Task prompt
In the listing below, repeat exactly every line from the first through the line containing "Target: rose petal", with nothing else.

Extracted entries
....

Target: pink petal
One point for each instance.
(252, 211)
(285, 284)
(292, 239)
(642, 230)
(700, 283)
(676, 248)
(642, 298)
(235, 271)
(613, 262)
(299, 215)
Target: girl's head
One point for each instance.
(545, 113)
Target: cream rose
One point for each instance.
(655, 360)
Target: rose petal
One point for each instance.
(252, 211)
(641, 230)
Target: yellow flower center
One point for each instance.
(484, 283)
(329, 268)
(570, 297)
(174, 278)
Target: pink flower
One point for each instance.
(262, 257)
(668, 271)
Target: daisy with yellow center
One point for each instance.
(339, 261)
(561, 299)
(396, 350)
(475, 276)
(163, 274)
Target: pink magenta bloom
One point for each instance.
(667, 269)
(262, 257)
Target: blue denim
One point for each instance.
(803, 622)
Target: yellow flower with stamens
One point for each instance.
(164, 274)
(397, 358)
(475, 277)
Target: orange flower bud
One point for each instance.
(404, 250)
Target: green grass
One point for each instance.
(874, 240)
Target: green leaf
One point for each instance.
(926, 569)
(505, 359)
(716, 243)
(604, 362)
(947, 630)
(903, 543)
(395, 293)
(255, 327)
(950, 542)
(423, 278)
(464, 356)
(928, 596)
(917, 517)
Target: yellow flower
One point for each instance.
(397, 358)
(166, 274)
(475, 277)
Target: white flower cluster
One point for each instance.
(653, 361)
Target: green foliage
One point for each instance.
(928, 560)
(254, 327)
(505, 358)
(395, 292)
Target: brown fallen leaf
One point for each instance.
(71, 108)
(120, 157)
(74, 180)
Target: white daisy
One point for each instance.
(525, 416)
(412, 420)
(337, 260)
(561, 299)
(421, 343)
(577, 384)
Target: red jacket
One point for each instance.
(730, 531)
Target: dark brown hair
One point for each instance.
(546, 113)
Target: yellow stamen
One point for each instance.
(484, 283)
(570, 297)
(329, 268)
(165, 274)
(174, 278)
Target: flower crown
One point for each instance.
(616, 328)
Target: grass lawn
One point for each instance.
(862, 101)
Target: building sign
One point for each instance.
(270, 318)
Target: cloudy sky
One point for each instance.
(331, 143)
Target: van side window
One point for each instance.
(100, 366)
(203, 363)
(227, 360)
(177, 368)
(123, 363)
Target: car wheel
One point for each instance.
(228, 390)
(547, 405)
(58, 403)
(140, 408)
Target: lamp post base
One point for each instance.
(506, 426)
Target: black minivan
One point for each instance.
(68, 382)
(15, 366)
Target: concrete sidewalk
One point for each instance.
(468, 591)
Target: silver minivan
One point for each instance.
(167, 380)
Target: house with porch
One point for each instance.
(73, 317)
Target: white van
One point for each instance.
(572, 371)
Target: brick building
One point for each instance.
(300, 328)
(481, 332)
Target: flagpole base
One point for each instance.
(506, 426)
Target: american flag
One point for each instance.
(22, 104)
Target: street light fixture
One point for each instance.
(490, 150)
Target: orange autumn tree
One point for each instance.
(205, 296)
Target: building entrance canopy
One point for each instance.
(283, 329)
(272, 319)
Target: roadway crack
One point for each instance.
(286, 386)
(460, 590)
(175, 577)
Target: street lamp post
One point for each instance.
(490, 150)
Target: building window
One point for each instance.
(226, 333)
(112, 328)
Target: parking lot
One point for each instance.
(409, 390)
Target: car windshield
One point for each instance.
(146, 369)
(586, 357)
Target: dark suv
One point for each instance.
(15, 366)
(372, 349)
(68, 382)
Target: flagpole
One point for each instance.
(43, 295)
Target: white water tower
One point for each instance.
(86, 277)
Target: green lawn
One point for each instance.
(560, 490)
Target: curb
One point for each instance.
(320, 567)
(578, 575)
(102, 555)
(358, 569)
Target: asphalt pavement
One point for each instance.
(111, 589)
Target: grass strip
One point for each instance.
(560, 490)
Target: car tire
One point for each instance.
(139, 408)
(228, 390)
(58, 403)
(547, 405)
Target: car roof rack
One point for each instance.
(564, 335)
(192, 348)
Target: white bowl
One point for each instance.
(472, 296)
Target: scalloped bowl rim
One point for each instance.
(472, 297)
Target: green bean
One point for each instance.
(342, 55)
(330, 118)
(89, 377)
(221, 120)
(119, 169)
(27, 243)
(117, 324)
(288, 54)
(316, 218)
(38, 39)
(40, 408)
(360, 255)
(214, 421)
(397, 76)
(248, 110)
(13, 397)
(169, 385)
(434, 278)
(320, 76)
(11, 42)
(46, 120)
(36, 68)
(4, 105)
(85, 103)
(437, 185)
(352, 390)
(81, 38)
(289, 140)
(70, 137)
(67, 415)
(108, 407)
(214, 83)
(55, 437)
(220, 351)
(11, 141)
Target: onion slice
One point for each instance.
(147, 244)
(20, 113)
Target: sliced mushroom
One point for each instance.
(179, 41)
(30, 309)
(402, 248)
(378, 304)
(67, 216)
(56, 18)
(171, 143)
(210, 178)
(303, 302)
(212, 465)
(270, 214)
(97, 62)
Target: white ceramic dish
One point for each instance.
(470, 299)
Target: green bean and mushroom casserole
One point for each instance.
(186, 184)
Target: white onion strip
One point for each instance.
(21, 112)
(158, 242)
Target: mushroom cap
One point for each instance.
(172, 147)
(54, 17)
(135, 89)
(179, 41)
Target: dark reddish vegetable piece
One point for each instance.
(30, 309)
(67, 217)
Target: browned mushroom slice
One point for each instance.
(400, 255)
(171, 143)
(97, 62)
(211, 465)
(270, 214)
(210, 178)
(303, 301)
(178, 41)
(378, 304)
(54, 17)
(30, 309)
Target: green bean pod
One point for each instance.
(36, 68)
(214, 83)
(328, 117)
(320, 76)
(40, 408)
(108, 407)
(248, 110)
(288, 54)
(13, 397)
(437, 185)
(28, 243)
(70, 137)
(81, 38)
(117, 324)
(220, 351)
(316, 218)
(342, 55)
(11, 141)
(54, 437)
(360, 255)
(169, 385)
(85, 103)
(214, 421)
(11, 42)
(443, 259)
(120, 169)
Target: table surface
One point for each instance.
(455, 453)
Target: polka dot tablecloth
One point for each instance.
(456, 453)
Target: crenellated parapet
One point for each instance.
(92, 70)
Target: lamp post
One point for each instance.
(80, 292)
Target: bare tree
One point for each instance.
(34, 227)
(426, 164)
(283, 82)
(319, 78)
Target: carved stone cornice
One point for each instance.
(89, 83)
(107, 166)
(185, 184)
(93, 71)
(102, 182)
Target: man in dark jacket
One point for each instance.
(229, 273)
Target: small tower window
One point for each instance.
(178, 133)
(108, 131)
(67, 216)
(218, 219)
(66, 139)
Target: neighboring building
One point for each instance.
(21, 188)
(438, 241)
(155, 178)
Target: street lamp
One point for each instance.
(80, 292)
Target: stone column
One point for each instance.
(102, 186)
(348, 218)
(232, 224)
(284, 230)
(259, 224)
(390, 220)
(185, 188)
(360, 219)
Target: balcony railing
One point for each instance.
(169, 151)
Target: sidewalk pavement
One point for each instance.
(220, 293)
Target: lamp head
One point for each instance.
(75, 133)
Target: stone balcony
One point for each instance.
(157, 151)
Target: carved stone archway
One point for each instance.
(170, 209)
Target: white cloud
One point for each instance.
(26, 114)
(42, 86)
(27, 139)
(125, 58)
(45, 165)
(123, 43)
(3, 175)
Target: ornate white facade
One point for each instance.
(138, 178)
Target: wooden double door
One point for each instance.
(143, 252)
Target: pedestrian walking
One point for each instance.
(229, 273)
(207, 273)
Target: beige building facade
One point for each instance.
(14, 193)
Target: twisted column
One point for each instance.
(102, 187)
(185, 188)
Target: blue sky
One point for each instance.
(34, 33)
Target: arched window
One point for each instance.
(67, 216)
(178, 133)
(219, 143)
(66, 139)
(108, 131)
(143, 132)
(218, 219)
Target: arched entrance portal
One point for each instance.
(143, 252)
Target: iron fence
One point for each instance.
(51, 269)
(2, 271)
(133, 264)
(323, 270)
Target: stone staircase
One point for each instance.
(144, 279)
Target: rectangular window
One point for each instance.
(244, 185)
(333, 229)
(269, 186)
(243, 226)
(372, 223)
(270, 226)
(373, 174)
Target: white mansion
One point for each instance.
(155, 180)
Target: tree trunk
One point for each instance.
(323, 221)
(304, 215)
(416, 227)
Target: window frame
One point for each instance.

....

Worked solution
Target: pink petal
One point for each instance.
(252, 211)
(285, 284)
(292, 239)
(642, 230)
(700, 283)
(676, 248)
(642, 298)
(235, 271)
(613, 262)
(299, 215)
Target: girl's head
One point for each instance.
(545, 113)
Target: cream rose
One point for each instance.
(655, 360)
Target: rose petal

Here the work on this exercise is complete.